## PASSAGE PROVIDED
[start]

August 06, 2008 By: Mai Truong Category: California - The Bay Area, savory snacks, Vietnamese

It’s always interesting to read reviews online. A good place always has some reviews that smash them down mercilessly as if all those reviewers were served was a piece of wood with splinters and a side of mud. One thing people should keep in mind when they go to Vietnamese restaurants: order the house specialties. It’s in their name. It’s something they started out with and have earned a living from. It’s what they know best. It’s the difference between an authentic Vietnamese restaurant and a mass-production Chinese buffet. Try something else on the menu only if the specialty satisfies you, and if you want to be adventurous, well, keep your complaints to yourself. Adventures rarely bring satisfaction.


If you ate at Banh Cuon Tay Ho in Bellaire, Houston before, Banh Cuon Tay Ho in San Jose will satisfy your craving, but will not give you the oomph and aaahhhh. Small tables under a small roof, equipped with the usual tray of bottles of rooster chili sauce, soy sauce, some other kind of chili sauce I’m not sure if my tongue would allow me to try, and a huge bottle/vase of nuoc mam mixed with sugar, lime juice, water, and a moderate amount of chili pepper. Pictured above is the house specialty: banh cuon nhan thit (rice rolls stuffed with ground pork and minced wood ear mushroom), served on flowery melamine plate, with bean sprout and sliced cucumber for the bedding, one piece of unknown tempura, and 5 thin slices of cha lua. (Now if you had it in Bellaire, you’d have gotten 3 pieces of shrimp tempura.) Nonetheless it is good.

[end]

## SOURCE MATERIAL
[start]

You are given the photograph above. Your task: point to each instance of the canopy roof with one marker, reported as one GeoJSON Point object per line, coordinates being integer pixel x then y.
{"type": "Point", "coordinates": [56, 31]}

[end]

## GIVEN REQUEST
Please copy out the Banh Cuon Tay Ho review above word for word, from its opening dateline through its last sentence.

## EXERCISE OUTPUT
August 06, 2008 By: Mai Truong Category: California - The Bay Area, savory snacks, Vietnamese

It’s always interesting to read reviews online. A good place always has some reviews that smash them down mercilessly as if all those reviewers were served was a piece of wood with splinters and a side of mud. One thing people should keep in mind when they go to Vietnamese restaurants: order the house specialties. It’s in their name. It’s something they started out with and have earned a living from. It’s what they know best. It’s the difference between an authentic Vietnamese restaurant and a mass-production Chinese buffet. Try something else on the menu only if the specialty satisfies you, and if you want to be adventurous, well, keep your complaints to yourself. Adventures rarely bring satisfaction.


If you ate at Banh Cuon Tay Ho in Bellaire, Houston before, Banh Cuon Tay Ho in San Jose will satisfy your craving, but will not give you the oomph and aaahhhh. Small tables under a small roof, equipped with the usual tray of bottles of rooster chili sauce, soy sauce, some other kind of chili sauce I’m not sure if my tongue would allow me to try, and a huge bottle/vase of nuoc mam mixed with sugar, lime juice, water, and a moderate amount of chili pepper. Pictured above is the house specialty: banh cuon nhan thit (rice rolls stuffed with ground pork and minced wood ear mushroom), served on flowery melamine plate, with bean sprout and sliced cucumber for the bedding, one piece of unknown tempura, and 5 thin slices of cha lua. (Now if you had it in Bellaire, you’d have gotten 3 pieces of shrimp tempura.) Nonetheless it is good.